**Task description**:
Exactly reproduce each record listed below.

Records from a dataset
==*==

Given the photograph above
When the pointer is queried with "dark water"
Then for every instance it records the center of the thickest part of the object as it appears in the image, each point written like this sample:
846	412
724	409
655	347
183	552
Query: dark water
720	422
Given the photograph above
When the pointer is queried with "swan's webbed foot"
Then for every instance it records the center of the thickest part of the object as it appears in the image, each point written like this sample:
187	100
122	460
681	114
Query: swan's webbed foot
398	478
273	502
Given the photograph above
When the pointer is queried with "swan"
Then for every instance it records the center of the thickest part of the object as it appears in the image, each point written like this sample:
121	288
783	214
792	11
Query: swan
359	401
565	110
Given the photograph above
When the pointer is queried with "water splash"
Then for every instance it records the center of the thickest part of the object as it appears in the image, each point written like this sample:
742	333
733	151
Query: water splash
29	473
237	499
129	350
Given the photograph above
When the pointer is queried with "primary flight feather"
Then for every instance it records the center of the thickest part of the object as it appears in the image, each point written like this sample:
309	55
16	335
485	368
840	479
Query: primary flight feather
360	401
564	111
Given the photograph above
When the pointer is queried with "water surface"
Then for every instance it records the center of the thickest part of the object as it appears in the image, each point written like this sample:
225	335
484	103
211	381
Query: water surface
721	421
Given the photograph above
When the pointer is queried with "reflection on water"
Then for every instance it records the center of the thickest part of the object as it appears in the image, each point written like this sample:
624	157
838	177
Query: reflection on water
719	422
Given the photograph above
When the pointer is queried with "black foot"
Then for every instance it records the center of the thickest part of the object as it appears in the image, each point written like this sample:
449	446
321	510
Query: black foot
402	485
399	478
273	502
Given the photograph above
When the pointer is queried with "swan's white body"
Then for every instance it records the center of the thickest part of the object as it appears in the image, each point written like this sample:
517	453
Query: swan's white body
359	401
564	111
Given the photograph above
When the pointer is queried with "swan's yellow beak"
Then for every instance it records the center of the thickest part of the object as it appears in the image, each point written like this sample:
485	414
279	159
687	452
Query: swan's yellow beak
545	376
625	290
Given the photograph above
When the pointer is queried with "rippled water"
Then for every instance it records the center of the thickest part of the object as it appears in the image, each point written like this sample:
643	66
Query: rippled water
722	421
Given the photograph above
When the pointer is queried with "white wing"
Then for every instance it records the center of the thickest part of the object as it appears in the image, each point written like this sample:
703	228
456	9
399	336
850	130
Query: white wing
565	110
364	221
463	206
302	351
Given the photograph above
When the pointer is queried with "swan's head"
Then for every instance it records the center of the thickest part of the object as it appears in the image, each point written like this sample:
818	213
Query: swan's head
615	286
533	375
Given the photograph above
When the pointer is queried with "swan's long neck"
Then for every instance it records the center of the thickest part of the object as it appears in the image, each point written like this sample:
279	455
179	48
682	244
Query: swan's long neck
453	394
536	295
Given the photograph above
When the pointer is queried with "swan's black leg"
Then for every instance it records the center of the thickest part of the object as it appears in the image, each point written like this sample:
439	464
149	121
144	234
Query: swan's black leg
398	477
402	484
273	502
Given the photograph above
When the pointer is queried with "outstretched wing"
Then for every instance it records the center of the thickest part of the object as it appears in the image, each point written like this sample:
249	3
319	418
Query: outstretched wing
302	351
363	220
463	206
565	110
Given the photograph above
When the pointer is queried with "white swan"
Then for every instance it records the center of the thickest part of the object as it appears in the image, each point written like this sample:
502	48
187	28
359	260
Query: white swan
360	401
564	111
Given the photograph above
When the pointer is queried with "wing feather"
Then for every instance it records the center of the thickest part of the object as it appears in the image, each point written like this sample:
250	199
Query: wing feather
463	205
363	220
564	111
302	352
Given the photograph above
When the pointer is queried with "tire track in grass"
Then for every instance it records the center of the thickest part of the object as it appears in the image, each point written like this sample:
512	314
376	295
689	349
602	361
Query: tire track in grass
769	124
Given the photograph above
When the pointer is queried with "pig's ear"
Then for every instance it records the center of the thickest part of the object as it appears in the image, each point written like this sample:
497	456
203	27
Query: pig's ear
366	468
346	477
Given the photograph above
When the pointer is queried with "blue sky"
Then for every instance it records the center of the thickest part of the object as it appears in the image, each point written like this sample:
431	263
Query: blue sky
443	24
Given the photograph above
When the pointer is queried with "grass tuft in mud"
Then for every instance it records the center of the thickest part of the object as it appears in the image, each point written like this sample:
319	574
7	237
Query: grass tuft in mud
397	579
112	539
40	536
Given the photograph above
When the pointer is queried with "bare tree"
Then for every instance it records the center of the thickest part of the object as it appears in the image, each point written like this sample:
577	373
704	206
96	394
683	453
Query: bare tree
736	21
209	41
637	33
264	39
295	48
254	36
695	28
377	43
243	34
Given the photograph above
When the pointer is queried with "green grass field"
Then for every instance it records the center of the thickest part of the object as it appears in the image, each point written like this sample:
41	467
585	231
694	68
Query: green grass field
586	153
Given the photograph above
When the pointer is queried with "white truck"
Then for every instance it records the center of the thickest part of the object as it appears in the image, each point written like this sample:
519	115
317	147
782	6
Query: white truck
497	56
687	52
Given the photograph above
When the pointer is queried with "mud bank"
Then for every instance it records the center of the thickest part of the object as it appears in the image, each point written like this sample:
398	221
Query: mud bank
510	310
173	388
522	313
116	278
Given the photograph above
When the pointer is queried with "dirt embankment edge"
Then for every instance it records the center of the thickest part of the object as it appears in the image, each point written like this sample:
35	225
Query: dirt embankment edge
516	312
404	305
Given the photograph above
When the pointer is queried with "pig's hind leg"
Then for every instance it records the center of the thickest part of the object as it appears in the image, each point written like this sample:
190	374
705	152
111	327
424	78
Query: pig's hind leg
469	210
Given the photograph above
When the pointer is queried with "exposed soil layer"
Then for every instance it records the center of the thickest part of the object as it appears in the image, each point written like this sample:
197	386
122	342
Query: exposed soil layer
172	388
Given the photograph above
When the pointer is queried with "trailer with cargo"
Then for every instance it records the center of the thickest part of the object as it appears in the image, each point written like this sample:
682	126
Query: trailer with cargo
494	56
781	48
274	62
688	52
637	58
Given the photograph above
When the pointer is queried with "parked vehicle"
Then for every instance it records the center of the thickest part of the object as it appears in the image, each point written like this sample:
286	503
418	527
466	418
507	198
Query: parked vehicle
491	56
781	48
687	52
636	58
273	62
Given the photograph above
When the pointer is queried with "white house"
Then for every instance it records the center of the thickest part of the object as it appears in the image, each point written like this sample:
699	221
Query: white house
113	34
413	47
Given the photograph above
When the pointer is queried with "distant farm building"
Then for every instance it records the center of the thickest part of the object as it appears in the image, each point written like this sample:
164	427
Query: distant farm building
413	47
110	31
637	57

==*==

**Exercise answer**:
Given the photograph above
When the pointer is queried with "dark water"
Then for every instance it records the center of the thickest part of the object as it appears in the image, each point written like this sample:
846	412
724	409
655	347
183	552
Query: dark water
720	422
Given the photograph above
When the pointer is queried with "swan's webbed foot"
Then for every instance it records the center of the thickest part of the object as it appears in the image, each point written like this sample:
187	100
122	460
681	114
Query: swan's webbed foot
398	478
273	502
Given the photograph above
When the pointer is queried with "swan"
Then for every instance it records the center of the thickest part of the object as it appears in the image, each point written like this sample:
121	288
783	214
792	11
Query: swan
359	401
565	110
Given the photograph above
When the pointer is queried with "water splash"
Then for every instance it records the center of the thickest part of the object as it appears in the image, each point written like this sample:
742	333
733	151
Query: water splash
29	473
237	499
129	350
Given the photograph above
When the pointer is queried with "primary flight feather"
Then for every instance it records the center of the thickest part of the object as it appears in the image, each point written like this sample:
309	55
16	335
485	368
840	479
Query: primary flight feather
360	401
564	111
Given the photograph above
When the pointer is queried with "water surface"
Then for every instance it records the center of the thickest part of the object as it appears in the image, each point written like this sample:
225	335
484	103
211	381
Query: water surface
721	421
Given the photograph above
When the pointer is queried with "reflection on water"
Then for every instance it records the center of the thickest part of the object as it appears in the image, each point written like this sample:
624	157
838	177
Query: reflection on water
719	422
Given the photograph above
When the pointer is queried with "black foot"
Then for every instance it records the center of the thickest part of the object as it appears in the image, each point written like this sample:
449	446
321	510
Query: black foot
402	485
399	478
273	502
Given the photograph above
When the pointer is queried with "swan's white body"
Then for every instance it records the center of the thickest part of the object as it appears in the image, each point written like this sample:
517	453
Query: swan's white body
359	401
564	111
Given the photograph above
When the pointer is queried with "swan's yellow beak"
Then for every instance it records the center of the thickest part of the object as it appears in the image, each point written like this sample:
485	414
279	159
687	452
Query: swan's yellow beak
545	376
625	290
Given the photograph above
When the pointer is queried with "rippled water"
Then for every instance it records the center of the thickest part of the object as it appears in the image, each point written like this sample:
643	66
Query: rippled water
722	421
Given the photograph above
When the pointer is queried with "white wing"
Then for every instance it records the center of the thickest part of the object as it appears in the image, each point written like this sample:
703	228
456	9
399	336
850	130
Query: white wing
565	110
364	221
463	206
302	351
Given the photograph above
When the pointer is queried with "swan's head"
Then for every instance it records the center of the thickest part of the object as it appears in the image, each point written like this sample:
818	213
Query: swan's head
615	286
533	375
Given the photograph above
When the pointer is queried with "swan's long neck"
Then for every instance it records the center of the thickest part of the object as it appears in the image, each point written like this sample:
279	455
179	48
682	244
Query: swan's long neck
453	394
536	295
Given the photograph above
When the pointer is queried with "swan's black leg"
Then for every instance it records the center of the thickest part of the object as it appears in the image, each point written like this sample:
439	464
149	121
144	234
Query: swan's black leg
398	477
402	484
273	502
Given the photograph above
When the pointer is queried with "outstretched wing"
Then for every instance it records the center of the thickest part of the object as it appears in the image, each point written like this sample:
249	3
319	418
Query: outstretched wing
302	351
363	220
463	206
565	110
Given the photograph above
When the pointer is queried with "white swan"
Then for every instance it records the center of the thickest part of the object as it appears in the image, each point written like this sample:
502	48
187	28
359	260
Query: white swan
360	401
564	111
Given the photograph above
When the pointer is queried with "wing feather"
Then for every instance it records the center of the thickest part of the object as it appears in the image, each point written like this sample:
250	199
Query: wing feather
463	205
363	220
564	111
302	352
Given the photograph above
When the pointer is queried with "tire track in grass"
Then for every instance it records the center of the thickest part of the object as it appears in the image, each point written like this sample:
512	314
376	295
689	349
602	361
Query: tire track in grass
769	124
Given the photograph above
When the pointer is queried with "pig's ear"
Then for every instance it records the center of the thickest part of the object as it appears in the image, each point written like this sample:
497	456
203	27
Query: pig's ear
366	468
346	477
Given the photograph above
When the pointer is queried with "blue sky"
Then for every instance it records the center of the thickest part of the object as it appears in the image, each point written like this sample:
431	263
Query: blue sky
443	24
Given the photograph above
When the pointer is queried with "grass tuft in mud"
Then for every instance it records the center of the thickest part of the object as it appears in the image, each point written like this sample:
319	574
7	237
Query: grass tuft in mud
397	579
112	539
40	536
Given the photograph above
When the pointer is queried with "bare tree"
Then for every instance it records the center of the thickest part of the object as it appears in the image, each point written like this sample:
577	373
704	206
96	394
683	453
Query: bare tree
736	21
209	41
637	33
264	39
295	48
254	36
695	28
377	43
243	34
Given the photograph above
When the pointer is queried with "green grass field"
Then for every instance it records the center of the thickest part of the object as it appears in the image, each point written like this sample:
41	467
585	231
694	68
Query: green grass field
586	153
Given the photograph above
When the pointer is queried with "white truck"
Then for every instance it records the center of the thickest part of the object as it appears in the image, each point written like this sample:
519	115
317	147
782	6
Query: white truck
497	56
687	52
Given the photograph above
When the pointer is queried with "mud bank"
Then for every instance it records the center of the thickest part of the object as it appears in the image, each point written like this sample:
398	221
Query: mud bank
510	310
173	388
522	313
116	278
Given the photograph above
When the pointer is queried with "dirt embankment edge"
Then for every instance it records the center of the thickest part of the object as it appears in the image, each point written like this sample:
35	225
Query: dirt embankment edge
516	312
404	305
Given the photograph above
When the pointer is queried with "pig's hind leg"
Then for every instance it records the center of the thickest part of the object as it appears in the image, each point written like this sample:
190	374
705	152
111	327
424	78
Query: pig's hind leg
469	210
Given the photograph above
When the pointer is queried with "exposed soil layer"
Then for every instance it records the center of the thickest part of the object as it appears in the image, each point written like this sample:
197	386
122	342
Query: exposed soil layer
172	388
Given the photograph above
When the pointer is queried with "trailer with cargo"
Then for every instance it records the center of the thickest part of the object as it appears in the image, each point written like this sample:
682	126
Query: trailer with cargo
494	56
781	48
274	62
688	52
637	58
Given the photograph above
When the pointer is queried with "parked vehicle"
Then for every instance it records the center of the thickest part of the object as it appears in the image, each point written like this sample:
286	503
418	527
466	418
507	198
Query: parked vehicle
491	56
781	48
687	52
636	58
273	62
Given the photograph above
When the pointer is queried with "white house"
Then for every instance it records the center of the thickest part of the object as it appears in the image, each point written like this sample:
699	221
Query: white house
113	34
413	47
Given the photograph above
When the pointer is queried with "distant farm building"
Then for every instance it records the center of the thickest part of the object as it appears in the image, each point written like this sample:
164	427
Query: distant farm building
413	47
110	31
637	57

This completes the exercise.